Ensuite, progressivement, certaines collectivités locales — en premier lieu l’Agglo Valence-Romans et, dans une moindre mesure, le département de la Drôme — ont fait partie des acteurs clés de la démarche d’IS sur le territoire. Ainsi Nicolas Daragon, affirme que « moi, mon travail de Président de l’Agglo, c’est de faire que tout ce qui est duplicable et profitable pour l’économie régionale, à l’image de SUT, se fasse ». Cette phase que nous pouvons qualifier d’enrôlement permet de structurer une alliance publique-privée à la fois stratégique et opérationnelle entre les deux organisations. C. Chevalier trouve une forme « d’alter ego » en la personne de M. Nicolas, à l’époque Directeur général adjoint en charge de l’économie de l’Agglo Valence Romans.
Enfin à partir de 2016, SUT « sorte de PTCE 2.0 qui implique les citoyens dans la démarche » (C. Chevalier) a initié une nouvelle dynamique d’élargissement du réseau et permet d’entrer dans une phase de « mobilisation » de l’ensemble du territoire. Le nombre de participants à SUT (1 492 en 2018; plus de 2 000 en 2020) et la diversité de leurs origines (milieux économiques, associatifs, universitaires, organisations publiques…) permettent d’illustrer cette mobilisation. L’enjeu futur, comme le souligne par exemple F. Monterrat de la Fab T, est de réussir à mobiliser plus largement encore, en particulier en s’adressant « aux habitants des quartiers prioritaires qui n’ont pas l’habitude de venir à ce type d’événements ».

Lignes d'un jeu de données d'étiquetage par boîtes:
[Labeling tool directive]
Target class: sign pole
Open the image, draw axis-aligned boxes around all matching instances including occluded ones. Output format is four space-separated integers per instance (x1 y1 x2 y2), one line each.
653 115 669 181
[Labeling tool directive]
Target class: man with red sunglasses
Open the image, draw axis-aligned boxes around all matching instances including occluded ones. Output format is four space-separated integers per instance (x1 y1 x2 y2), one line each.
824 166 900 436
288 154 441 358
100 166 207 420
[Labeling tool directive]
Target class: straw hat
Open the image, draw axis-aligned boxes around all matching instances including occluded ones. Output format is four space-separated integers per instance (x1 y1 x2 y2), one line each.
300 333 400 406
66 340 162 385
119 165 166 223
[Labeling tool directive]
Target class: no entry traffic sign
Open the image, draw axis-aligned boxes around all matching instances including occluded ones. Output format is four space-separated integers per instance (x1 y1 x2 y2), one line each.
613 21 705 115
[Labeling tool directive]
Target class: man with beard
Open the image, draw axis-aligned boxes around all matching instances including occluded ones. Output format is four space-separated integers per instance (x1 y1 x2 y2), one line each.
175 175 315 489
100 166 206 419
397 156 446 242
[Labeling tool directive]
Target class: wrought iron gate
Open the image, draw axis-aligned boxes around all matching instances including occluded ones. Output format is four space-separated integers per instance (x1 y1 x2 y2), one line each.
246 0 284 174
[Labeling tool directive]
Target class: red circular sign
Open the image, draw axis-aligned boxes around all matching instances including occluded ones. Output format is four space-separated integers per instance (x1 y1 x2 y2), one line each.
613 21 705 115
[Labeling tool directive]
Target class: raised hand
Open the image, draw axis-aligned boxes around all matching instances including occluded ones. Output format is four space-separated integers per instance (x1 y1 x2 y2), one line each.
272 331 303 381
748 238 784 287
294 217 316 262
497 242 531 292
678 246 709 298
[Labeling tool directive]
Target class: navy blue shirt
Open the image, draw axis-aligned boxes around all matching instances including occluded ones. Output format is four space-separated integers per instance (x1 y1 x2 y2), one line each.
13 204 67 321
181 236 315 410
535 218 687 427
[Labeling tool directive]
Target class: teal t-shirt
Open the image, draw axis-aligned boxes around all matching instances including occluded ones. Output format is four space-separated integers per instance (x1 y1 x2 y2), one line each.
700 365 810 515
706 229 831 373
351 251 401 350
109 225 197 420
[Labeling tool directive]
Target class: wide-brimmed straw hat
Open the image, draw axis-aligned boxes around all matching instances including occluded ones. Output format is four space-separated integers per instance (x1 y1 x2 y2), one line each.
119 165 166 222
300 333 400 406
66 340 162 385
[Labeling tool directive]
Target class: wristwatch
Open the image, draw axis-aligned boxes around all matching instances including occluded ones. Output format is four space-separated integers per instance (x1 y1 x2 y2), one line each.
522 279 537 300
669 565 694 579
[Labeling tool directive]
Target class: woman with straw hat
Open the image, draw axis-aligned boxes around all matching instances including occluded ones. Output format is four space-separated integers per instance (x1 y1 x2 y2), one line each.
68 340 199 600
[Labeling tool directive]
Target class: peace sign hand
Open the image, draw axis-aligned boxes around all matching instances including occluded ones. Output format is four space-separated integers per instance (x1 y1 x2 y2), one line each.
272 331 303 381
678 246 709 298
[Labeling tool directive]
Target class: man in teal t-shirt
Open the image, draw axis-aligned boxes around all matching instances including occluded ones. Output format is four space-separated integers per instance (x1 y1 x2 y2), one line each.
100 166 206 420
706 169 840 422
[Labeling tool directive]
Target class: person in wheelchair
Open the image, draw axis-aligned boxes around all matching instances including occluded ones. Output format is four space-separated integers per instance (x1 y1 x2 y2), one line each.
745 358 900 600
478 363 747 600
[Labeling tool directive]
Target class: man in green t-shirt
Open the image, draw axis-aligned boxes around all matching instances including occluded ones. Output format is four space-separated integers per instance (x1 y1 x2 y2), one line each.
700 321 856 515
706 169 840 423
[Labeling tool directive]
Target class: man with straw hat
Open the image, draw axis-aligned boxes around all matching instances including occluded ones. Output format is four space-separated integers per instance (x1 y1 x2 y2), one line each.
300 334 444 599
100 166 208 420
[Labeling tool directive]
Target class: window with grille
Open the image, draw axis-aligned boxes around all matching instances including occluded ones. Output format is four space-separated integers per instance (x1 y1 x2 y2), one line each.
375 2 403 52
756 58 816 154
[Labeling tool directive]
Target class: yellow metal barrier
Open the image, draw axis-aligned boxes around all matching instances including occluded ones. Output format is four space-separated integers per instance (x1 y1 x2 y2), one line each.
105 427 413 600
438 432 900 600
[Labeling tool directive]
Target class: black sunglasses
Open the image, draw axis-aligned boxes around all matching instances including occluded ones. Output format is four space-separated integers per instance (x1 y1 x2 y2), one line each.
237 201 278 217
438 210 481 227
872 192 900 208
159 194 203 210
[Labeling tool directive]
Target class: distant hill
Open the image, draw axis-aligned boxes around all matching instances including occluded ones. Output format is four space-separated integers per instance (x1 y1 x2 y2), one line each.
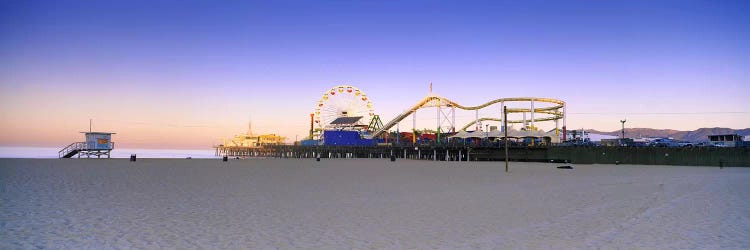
588 128 750 142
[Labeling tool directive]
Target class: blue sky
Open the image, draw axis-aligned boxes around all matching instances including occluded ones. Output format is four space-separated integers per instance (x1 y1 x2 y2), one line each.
0 1 750 147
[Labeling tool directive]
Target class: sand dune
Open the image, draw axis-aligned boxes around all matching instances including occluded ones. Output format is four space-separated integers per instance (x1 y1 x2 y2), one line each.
0 159 750 249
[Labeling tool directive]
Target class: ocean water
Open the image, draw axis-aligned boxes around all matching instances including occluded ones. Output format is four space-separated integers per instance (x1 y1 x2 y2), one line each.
0 147 218 158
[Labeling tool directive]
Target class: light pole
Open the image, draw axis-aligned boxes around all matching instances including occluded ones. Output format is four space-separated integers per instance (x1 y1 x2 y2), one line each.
484 124 490 141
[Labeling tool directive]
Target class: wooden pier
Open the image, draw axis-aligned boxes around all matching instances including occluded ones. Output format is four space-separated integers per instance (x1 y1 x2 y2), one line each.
216 144 750 167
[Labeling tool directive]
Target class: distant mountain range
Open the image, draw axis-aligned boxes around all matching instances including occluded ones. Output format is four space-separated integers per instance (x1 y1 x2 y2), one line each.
586 128 750 142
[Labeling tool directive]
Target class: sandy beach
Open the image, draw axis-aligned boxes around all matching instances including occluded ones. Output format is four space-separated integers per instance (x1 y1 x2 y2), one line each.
0 159 750 249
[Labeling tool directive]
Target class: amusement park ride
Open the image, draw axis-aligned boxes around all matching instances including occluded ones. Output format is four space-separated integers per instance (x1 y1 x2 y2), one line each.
309 85 566 146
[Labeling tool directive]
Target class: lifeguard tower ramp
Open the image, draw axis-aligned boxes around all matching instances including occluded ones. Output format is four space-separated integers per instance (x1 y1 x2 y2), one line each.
58 132 115 158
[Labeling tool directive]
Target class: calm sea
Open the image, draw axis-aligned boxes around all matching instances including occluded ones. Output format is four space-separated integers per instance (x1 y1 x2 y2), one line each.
0 147 218 158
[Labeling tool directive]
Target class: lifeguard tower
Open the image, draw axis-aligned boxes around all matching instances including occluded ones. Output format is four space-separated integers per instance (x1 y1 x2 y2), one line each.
59 132 115 158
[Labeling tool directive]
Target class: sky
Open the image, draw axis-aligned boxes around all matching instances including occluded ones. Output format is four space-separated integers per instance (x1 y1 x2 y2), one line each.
0 0 750 149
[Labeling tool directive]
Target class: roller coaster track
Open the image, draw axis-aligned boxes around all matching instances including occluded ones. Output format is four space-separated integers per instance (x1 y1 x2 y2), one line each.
372 95 565 137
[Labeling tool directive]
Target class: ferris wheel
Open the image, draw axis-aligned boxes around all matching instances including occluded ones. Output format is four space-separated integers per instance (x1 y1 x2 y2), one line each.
313 85 375 131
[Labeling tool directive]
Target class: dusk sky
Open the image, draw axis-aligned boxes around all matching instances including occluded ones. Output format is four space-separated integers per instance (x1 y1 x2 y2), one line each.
0 1 750 148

» **Ensemble de tâches**:
a: Résumez le texte fourni en deux phrases, s'il vous plaît.
b: Redimensionnez les boîtes des entrées. Partez du début des entrées et arrêtez-vous après la ligne contenant « 119 165 166 223 », ces deux bornes incluses. Recopiez toutes ces lignes, y compris celles qui ne contiennent pas de coordonnées, en multipliant chaque coordonnée des boîtes par 2,2 et en arrondissant à l'entier, les demis vers le haut.

» **Solutions par tâche**:
a: Progressivement, des collectivités locales, en premier lieu l'Agglo Valence-Romans et, dans une moindre mesure, le département de la Drôme, sont devenues des acteurs clés de la démarche d'IS, lors d'une phase d'enrôlement qui structure une alliance publique-privée stratégique et opérationnelle. À partir de 2016, SUT a ouvert une phase de mobilisation de tout le territoire, illustrée par le nombre de participants (1 492 en 2018, plus de 2 000 en 2020) et leur diversité, l'enjeu futur étant de mobiliser plus largement encore, notamment les habitants des quartiers prioritaires.

b:
[Labeling tool directive]
Target class: sign pole
Open the image, draw axis-aligned boxes around all matching instances including occluded ones. Output format is four space-separated integers per instance (x1 y1 x2 y2), one line each.
1437 253 1472 398
[Labeling tool directive]
Target class: man with red sunglasses
Open the image, draw axis-aligned boxes around all matching instances including occluded ones. Output format is four space-separated integers per instance (x1 y1 x2 y2), one line each.
1813 365 1980 959
634 339 970 788
220 365 455 924
[Labeling tool directive]
Target class: straw hat
Open the image, draw axis-aligned boxes around all matching instances including occluded ones. Output format is four space-separated integers per instance (x1 y1 x2 y2), one line each.
660 733 880 893
145 748 356 847
262 363 365 491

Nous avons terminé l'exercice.